Questions =>
1. In the CRyPTIC VCF download notebook excerpt, how many VCF files are there to download?
2. Go on with the CRyPTIC VCF download notebook excerpt from its final line.

There are 12,289 VCF files, so downloading make take awhile. Each compressed file is between 25 to 50KB in size. (That's about 500 MB.) Hopefully, you only need to run this section once.

Note: A more robust data download notebook can be found [here](https://colab.research.google.com/drive/1gFBrTnvoNG5NItlxxe85dEd_dKXh_k8_?usp=sharing). The code here may already have been deprecated.






In [None]:
import pandas as pd
df = pd.read_csv(evo_general_dir + cryptic_general_file)

ftp_dir = 'ftp.ebi.ac.uk/pub/databases/cryptic/release_june2022/reproducibility/'
output_dir = evo_general_dir + 'sample_vcfs'

In [None]:
# """
#   Uncomment the below to download CRyPTIC genotyping data (VCFs).
# """

# import os
# import pandas as pd

# from tqdm import tqdm


# def extract_site(vcf_path):
#   vcf_path = vcf_path[vcf_path.find("site"):]
#   return vcf_path.split(".")[1]

# for index, row in df[['VCF']].iterrows():
#   vcf_path = ftp_dir + row[0]
#   output_dir = evo_general_dir + 'sample_vcfs' + '/site_' + extract_site(vcf_path)

Entries supplied =>
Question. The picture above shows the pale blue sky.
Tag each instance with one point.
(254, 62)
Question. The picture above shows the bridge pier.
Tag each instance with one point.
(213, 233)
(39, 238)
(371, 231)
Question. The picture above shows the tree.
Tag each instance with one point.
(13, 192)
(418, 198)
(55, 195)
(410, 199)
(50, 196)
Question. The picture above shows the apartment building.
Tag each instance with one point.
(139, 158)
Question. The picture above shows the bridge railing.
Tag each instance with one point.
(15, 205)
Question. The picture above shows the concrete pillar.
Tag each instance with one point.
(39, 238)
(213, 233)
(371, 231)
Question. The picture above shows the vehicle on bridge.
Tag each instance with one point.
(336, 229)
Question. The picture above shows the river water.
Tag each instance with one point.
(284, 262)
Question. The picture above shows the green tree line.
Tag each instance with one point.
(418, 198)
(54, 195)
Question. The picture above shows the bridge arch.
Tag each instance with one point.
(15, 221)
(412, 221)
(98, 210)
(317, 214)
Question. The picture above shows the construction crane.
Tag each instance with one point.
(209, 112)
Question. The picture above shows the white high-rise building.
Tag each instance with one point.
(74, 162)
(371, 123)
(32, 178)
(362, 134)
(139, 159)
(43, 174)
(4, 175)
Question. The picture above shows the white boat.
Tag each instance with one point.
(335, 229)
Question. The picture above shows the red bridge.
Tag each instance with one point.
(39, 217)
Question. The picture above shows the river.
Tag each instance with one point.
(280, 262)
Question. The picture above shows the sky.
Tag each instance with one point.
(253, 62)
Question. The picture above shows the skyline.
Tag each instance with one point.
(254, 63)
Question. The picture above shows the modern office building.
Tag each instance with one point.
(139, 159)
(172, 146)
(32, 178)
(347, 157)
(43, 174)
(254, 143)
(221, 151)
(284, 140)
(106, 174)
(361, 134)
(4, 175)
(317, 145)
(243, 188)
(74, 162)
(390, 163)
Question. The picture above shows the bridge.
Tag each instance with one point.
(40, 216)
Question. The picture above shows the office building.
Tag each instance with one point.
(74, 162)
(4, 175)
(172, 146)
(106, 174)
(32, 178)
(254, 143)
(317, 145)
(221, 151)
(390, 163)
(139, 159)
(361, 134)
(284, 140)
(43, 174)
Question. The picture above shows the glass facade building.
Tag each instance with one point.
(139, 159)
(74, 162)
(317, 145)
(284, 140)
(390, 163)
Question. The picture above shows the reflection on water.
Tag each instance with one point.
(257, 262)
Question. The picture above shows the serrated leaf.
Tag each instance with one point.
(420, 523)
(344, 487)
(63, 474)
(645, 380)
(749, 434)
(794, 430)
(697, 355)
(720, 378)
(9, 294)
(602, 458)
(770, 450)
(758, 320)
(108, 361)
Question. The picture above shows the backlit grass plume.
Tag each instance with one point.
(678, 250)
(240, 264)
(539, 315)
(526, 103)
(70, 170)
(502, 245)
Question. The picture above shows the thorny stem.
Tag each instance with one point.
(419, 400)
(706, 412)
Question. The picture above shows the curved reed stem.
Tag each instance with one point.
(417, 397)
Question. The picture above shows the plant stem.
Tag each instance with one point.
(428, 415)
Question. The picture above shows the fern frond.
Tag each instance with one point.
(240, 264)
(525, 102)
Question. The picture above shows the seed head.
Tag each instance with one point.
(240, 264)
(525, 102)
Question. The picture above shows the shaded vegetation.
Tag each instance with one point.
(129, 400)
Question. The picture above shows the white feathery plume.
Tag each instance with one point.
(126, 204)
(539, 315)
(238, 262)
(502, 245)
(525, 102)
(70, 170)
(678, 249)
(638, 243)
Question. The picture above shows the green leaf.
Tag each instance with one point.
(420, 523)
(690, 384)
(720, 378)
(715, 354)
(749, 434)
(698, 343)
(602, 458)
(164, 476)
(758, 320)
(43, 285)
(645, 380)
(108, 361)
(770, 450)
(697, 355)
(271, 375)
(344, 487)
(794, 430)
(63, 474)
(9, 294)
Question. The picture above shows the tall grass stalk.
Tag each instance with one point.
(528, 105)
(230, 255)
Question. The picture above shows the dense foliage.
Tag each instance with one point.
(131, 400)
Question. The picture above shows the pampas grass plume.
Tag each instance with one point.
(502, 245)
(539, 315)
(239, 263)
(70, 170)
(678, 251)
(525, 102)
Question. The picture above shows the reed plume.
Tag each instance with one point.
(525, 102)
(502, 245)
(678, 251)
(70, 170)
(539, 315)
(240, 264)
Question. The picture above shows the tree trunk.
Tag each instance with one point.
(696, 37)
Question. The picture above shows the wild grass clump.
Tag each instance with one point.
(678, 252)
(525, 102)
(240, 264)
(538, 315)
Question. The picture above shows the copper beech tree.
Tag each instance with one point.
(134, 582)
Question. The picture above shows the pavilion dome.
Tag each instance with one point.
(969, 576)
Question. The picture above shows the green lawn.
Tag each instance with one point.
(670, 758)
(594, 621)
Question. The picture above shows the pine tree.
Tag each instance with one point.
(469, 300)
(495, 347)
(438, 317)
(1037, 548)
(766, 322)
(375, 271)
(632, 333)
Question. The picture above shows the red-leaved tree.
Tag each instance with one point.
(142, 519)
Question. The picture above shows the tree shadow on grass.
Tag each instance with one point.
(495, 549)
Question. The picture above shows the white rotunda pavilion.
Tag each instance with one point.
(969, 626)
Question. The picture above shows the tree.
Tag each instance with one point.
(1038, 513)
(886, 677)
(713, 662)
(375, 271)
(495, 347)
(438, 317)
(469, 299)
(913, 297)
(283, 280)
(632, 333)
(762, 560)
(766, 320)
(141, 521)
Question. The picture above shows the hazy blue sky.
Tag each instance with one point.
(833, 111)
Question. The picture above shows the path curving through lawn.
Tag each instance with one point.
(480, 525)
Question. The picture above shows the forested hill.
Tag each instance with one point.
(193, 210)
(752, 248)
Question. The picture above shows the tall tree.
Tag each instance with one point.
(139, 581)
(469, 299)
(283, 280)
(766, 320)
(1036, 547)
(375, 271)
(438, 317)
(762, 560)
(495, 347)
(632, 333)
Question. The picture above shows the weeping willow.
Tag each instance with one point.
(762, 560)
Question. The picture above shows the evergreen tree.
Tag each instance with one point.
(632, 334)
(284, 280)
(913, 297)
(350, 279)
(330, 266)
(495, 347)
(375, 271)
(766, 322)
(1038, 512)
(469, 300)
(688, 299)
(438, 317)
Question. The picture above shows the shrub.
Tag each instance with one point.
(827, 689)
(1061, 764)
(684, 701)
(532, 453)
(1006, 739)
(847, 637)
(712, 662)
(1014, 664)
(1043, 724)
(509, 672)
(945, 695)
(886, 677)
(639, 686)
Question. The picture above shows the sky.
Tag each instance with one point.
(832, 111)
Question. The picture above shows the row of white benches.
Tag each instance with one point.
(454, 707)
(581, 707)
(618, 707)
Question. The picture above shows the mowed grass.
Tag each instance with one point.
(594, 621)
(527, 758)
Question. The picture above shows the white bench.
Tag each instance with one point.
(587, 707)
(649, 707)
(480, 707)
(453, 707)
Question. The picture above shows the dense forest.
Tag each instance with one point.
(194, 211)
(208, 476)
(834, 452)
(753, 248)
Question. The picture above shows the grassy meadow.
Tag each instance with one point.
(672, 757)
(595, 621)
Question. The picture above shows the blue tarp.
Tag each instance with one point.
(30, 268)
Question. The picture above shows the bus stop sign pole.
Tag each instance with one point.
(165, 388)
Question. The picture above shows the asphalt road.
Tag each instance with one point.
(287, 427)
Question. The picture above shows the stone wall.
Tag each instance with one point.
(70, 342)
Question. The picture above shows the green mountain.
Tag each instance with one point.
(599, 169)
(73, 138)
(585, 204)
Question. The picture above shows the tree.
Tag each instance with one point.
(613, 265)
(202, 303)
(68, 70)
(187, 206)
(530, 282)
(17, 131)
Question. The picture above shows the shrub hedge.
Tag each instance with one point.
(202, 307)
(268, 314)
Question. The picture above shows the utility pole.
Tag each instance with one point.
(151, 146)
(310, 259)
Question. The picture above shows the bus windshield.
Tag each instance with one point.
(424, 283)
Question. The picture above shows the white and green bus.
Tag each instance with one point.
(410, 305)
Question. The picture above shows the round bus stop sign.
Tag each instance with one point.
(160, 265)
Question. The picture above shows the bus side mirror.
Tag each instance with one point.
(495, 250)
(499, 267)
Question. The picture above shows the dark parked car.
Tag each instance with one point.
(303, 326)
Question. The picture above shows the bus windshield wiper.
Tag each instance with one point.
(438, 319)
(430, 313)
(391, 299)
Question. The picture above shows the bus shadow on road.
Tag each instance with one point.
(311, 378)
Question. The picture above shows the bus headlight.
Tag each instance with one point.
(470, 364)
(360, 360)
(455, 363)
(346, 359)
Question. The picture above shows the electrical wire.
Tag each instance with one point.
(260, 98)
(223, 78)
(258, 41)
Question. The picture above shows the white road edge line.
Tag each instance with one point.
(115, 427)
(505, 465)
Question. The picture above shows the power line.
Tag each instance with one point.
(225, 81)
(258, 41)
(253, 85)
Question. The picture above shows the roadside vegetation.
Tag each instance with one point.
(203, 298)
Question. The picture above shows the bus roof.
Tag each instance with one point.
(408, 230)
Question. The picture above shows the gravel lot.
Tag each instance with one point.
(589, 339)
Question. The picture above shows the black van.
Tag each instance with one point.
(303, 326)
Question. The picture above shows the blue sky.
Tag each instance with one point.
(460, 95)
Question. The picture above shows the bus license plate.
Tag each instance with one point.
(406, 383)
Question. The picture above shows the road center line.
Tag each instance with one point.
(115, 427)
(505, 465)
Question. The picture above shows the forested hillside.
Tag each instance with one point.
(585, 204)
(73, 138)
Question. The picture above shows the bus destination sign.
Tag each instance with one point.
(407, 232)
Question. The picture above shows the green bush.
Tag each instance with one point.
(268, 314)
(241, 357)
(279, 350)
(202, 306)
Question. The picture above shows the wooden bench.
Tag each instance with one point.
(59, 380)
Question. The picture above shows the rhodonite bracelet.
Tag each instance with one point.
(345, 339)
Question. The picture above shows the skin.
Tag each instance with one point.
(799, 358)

Task responses =>
1. 12,289

2.
#   if not os.path.exists(output_dir):
#     !mkdir $output_dir

#   !wget -P $output_dir -q $vcf_path

# Experiment 1: Determine input sequence length

~~We can divide (the vast majority of) our Tb genomes into 4 lineages. (Some samples may be in between lineages). Do Tb in the same lineage have similar embeddings?~~

Our original intent was to see how embeddings reflect lineage. However, this became a non-trivial task because of compute restraints. Thus, this experiment turned into one about how we should actually embed sequences.

**Result:** Failure! Given a 1000-bp sequence $a$ and an identical sequence $b$, adding a single SNP to $b$ will not change its encoding.

**Gameplan:** Instead of looking at large segments of the genome, confine ourselves to small segments.

Note: The code below will not work anymore, since some tools (e.g. GenomeLoader) have been deprecated (and replaced with superior tools).


In [None]:
# # download lineage file from CRyPTIC GWAS study: https://journals.plos.org/plosbiology/article?id=10.1371/journal.pbio.3001755
# ftp_dir = 'ftp.ebi.ac.uk/pub/databases/cryptic/release_june2022/pubs/gwas2022/data/cryptic_R1_10422_protein_kmer_kinship_to_distance_matrix_NJ_tree_information.txt'
# output_dir = evo_general_dir

# !wget -P $output_dir $ftp_dir

In [None]:
df_lineage = pd.read_csv('/content/drive/MyDrive/EVO/cryptic_R1_10422_protein_kmer_kinship_to_distance_matrix_NJ_tree_information.txt', delimiter='\t')
df_rif = pd.read_csv(evo_general_dir + 'rif_resistant_genes.csv')

In [None]:
def get_fragment(df_vcf, index, genome_kvs, bp_down, bp_up):
  """
    For testing....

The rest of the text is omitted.